Location identification entries:
-- -- --
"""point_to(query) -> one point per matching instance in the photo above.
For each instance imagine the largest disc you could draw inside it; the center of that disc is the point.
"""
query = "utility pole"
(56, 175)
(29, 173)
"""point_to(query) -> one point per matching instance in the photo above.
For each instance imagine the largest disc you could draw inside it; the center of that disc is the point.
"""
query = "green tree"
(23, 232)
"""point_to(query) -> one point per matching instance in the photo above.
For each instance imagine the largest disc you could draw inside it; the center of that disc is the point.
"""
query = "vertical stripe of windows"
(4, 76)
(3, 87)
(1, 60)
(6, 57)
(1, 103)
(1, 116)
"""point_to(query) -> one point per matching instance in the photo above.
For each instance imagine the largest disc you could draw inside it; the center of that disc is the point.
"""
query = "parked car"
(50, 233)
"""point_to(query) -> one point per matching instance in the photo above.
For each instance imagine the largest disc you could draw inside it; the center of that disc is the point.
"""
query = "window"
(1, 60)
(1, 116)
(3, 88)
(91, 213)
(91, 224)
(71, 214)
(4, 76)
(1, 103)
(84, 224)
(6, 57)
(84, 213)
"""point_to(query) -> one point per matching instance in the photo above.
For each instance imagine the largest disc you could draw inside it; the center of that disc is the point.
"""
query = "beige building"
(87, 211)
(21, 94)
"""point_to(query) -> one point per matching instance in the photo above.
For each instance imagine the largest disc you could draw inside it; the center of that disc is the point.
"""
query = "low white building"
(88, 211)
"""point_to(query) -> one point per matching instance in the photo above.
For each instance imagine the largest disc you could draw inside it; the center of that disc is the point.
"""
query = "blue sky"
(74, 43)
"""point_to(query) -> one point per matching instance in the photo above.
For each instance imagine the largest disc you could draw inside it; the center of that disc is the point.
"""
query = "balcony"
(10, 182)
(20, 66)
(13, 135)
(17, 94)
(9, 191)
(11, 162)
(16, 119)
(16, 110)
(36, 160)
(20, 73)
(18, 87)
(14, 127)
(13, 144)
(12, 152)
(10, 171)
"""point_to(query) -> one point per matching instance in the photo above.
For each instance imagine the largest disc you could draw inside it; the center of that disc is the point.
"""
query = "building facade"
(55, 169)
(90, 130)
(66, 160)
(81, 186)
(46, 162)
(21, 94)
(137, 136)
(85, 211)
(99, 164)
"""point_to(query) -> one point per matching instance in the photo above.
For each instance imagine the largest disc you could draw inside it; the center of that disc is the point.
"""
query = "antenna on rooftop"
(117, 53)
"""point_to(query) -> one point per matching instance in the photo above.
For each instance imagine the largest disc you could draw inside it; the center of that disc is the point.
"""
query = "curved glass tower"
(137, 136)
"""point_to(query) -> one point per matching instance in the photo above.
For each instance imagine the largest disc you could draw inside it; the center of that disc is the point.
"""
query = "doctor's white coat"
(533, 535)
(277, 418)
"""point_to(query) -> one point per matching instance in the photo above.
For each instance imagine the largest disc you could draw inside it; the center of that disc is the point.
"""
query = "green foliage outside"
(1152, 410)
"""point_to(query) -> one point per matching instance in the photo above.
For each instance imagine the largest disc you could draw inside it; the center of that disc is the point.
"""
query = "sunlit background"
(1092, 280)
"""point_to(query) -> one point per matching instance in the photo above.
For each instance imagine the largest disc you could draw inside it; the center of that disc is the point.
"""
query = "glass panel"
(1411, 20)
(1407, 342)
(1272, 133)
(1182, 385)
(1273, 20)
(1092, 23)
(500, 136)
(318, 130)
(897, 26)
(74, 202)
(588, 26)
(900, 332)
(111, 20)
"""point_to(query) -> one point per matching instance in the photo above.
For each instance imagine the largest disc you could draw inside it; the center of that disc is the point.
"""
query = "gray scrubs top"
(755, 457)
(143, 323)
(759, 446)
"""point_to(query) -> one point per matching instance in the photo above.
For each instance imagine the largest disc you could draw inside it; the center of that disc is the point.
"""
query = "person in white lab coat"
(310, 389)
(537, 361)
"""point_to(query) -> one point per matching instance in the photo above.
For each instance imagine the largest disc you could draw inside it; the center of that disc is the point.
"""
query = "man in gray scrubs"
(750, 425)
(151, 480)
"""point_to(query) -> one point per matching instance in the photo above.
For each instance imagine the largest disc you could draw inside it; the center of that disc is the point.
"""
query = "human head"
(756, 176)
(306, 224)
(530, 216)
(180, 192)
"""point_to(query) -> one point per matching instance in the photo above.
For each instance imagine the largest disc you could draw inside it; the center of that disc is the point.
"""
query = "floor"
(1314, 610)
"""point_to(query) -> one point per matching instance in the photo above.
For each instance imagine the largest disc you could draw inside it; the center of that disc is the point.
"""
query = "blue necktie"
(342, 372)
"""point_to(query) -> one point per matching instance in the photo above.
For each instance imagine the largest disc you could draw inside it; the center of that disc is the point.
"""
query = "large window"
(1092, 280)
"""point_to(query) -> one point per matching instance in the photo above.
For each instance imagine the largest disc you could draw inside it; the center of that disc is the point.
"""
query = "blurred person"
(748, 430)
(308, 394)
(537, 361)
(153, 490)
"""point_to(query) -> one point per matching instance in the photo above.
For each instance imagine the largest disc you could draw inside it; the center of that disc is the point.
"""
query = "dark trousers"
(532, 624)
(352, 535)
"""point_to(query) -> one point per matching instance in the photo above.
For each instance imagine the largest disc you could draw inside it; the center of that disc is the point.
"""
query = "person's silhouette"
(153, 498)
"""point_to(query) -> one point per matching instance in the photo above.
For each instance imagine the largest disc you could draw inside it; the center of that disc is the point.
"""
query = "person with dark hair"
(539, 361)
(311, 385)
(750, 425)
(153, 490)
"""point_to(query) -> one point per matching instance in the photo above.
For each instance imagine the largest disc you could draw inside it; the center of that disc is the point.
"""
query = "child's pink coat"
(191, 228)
-- -- --
PROBLEM DESCRIPTION:
All of the material above needs to be retyped word for word.

RESULT:
"""point_to(query) -> one point per matching instance in the photo above.
For each instance imagine the largest disc you could draw inside it; the center of that disc is the point.
"""
query = "utility pole"
(56, 175)
(29, 173)
"""point_to(query) -> one point per matching instance in the photo above.
For each instance imagine the largest disc you could draw inside it; the center of that disc is the point.
"""
query = "green tree"
(23, 232)
"""point_to(query) -> one point per matching instance in the photo above.
For each instance imagine the largest disc you could draw inside it; the center of that disc is the point.
"""
query = "vertical stripe of windows"
(4, 76)
(3, 87)
(1, 60)
(6, 57)
(1, 103)
(1, 116)
"""point_to(query) -> one point per matching instance in the photo above.
For each instance imagine the largest disc you could draw inside it; the center of that disc is the point.
"""
query = "parked car"
(50, 233)
"""point_to(query) -> one point per matching instance in the photo above.
For each instance imagine the largest disc you could draw inside it; the center of that disc is the point.
"""
query = "window"
(1, 60)
(1, 116)
(3, 88)
(91, 213)
(91, 224)
(71, 214)
(4, 76)
(1, 103)
(84, 224)
(6, 57)
(84, 213)
"""point_to(query) -> one point per matching instance in the photo above.
For each instance imagine the largest disc you could draw inside it; the center of that disc is the point.
"""
query = "beige building"
(87, 211)
(21, 94)
"""point_to(query) -> one point per matching instance in the photo above.
For each instance imagine the largest disc you could draw inside it; the center of that disc is the point.
"""
query = "low white building"
(88, 211)
"""point_to(query) -> one point per matching instance in the photo above.
For each instance imagine the largest disc you could draw inside it; the center of that disc is the point.
"""
query = "blue sky"
(74, 43)
"""point_to(query) -> one point per matching instance in the photo above.
For each instance imagine the largest disc you could draw inside it; the center of that disc is the point.
"""
query = "balcony"
(10, 182)
(20, 66)
(13, 135)
(17, 94)
(9, 191)
(11, 162)
(16, 119)
(16, 110)
(36, 160)
(20, 73)
(18, 87)
(14, 127)
(13, 144)
(12, 152)
(10, 171)
"""point_to(query) -> one point per matching instance in the photo above.
For each instance imagine the largest disc you could draw inside it; the center of that disc is the point.
"""
query = "building facade"
(55, 169)
(90, 130)
(66, 160)
(81, 186)
(46, 162)
(21, 94)
(137, 136)
(85, 211)
(99, 164)
"""point_to(query) -> one point per matching instance in the photo above.
For each instance imagine the largest disc you could draw inside it; the center of that disc is the point.
"""
query = "antenna on rooftop"
(117, 53)
"""point_to(query) -> one point per matching instance in the photo above.
For each instance imagine the largest disc you could draw inside it; the center of that disc is the point.
"""
query = "curved glass tower"
(137, 136)
"""point_to(query) -> one point per matching instance in the photo above.
For each instance imagine the largest disc you could draw inside it; the center of that disc is the point.
"""
query = "doctor's white coat"
(533, 535)
(277, 418)
"""point_to(query) -> one point per matching instance in the photo above.
For each instance imagine the largest disc you could draw inside it; the center of that disc is the point.
"""
query = "green foliage outside"
(1152, 410)
"""point_to(query) -> one point per matching instance in the photo above.
For each instance imagine the largest disc you could draw inside it; the center of that disc is the point.
"""
query = "sunlit background"
(1092, 280)
"""point_to(query) -> one point per matching instance in the photo above.
For each instance imagine the largest disc you could draw inside it; the center of that disc is the point.
"""
query = "glass panel"
(1411, 20)
(1407, 342)
(1272, 133)
(1182, 385)
(1273, 20)
(1092, 23)
(500, 136)
(318, 130)
(897, 26)
(74, 202)
(588, 26)
(900, 332)
(111, 20)
"""point_to(query) -> one point per matching instance in the photo above.
For each instance imagine the largest disc you could draw inside it; the center of that disc is the point.
"""
query = "gray scrubs top"
(755, 457)
(143, 323)
(759, 446)
"""point_to(query) -> one point per matching instance in the photo above.
For each instance imagine the largest disc you could draw inside it; the center of that disc is the point.
"""
query = "person in white lab coat"
(310, 389)
(537, 361)
"""point_to(query) -> one point per matching instance in the photo above.
For each instance imagine the largest disc you could draw inside it; the center of that disc is the point.
"""
query = "man in gray scrubs"
(750, 425)
(151, 480)
"""point_to(query) -> one point per matching instance in the photo above.
For each instance imagine the largest disc you could draw inside it; the center of that disc is the point.
"""
query = "human head"
(756, 176)
(306, 224)
(530, 216)
(180, 192)
"""point_to(query) -> one point per matching instance in the photo above.
For each instance imagine the largest disc you could draw inside it; the center of that disc is the point.
"""
query = "floor"
(1314, 610)
"""point_to(query) -> one point per matching instance in the photo above.
For each instance imagine the largest disc you could draw inside it; the center of that disc is the point.
"""
query = "blue necktie"
(342, 372)
"""point_to(query) -> one point per matching instance in the photo above.
For each instance imagine the largest disc you could draw inside it; the center of that disc is the point.
"""
query = "large window"
(1092, 280)
"""point_to(query) -> one point per matching instance in the photo above.
For each instance imagine the largest disc you could draw inside it; the center of that disc is the point.
"""
query = "blurred person"
(748, 430)
(308, 394)
(537, 361)
(153, 490)
"""point_to(query) -> one point per matching instance in the photo above.
For each instance imagine the largest disc you could draw inside it; the center of that disc is the point.
"""
query = "dark trousers"
(532, 624)
(352, 535)
"""point_to(query) -> one point per matching instance in the photo above.
For each instance imagine the largest disc you could draw inside it; the center of that disc is the point.
"""
query = "person's silhouette"
(153, 498)
"""point_to(query) -> one point per matching instance in the photo above.
For each instance imagine the largest disc you could draw inside it; the center of that disc is the point.
"""
query = "person with dark hair"
(539, 361)
(311, 385)
(750, 425)
(153, 490)
"""point_to(query) -> one point per matching instance in the photo above.
For each instance imagine the largest disc you could draw inside it; the center of that disc is the point.
"""
query = "child's pink coat"
(191, 228)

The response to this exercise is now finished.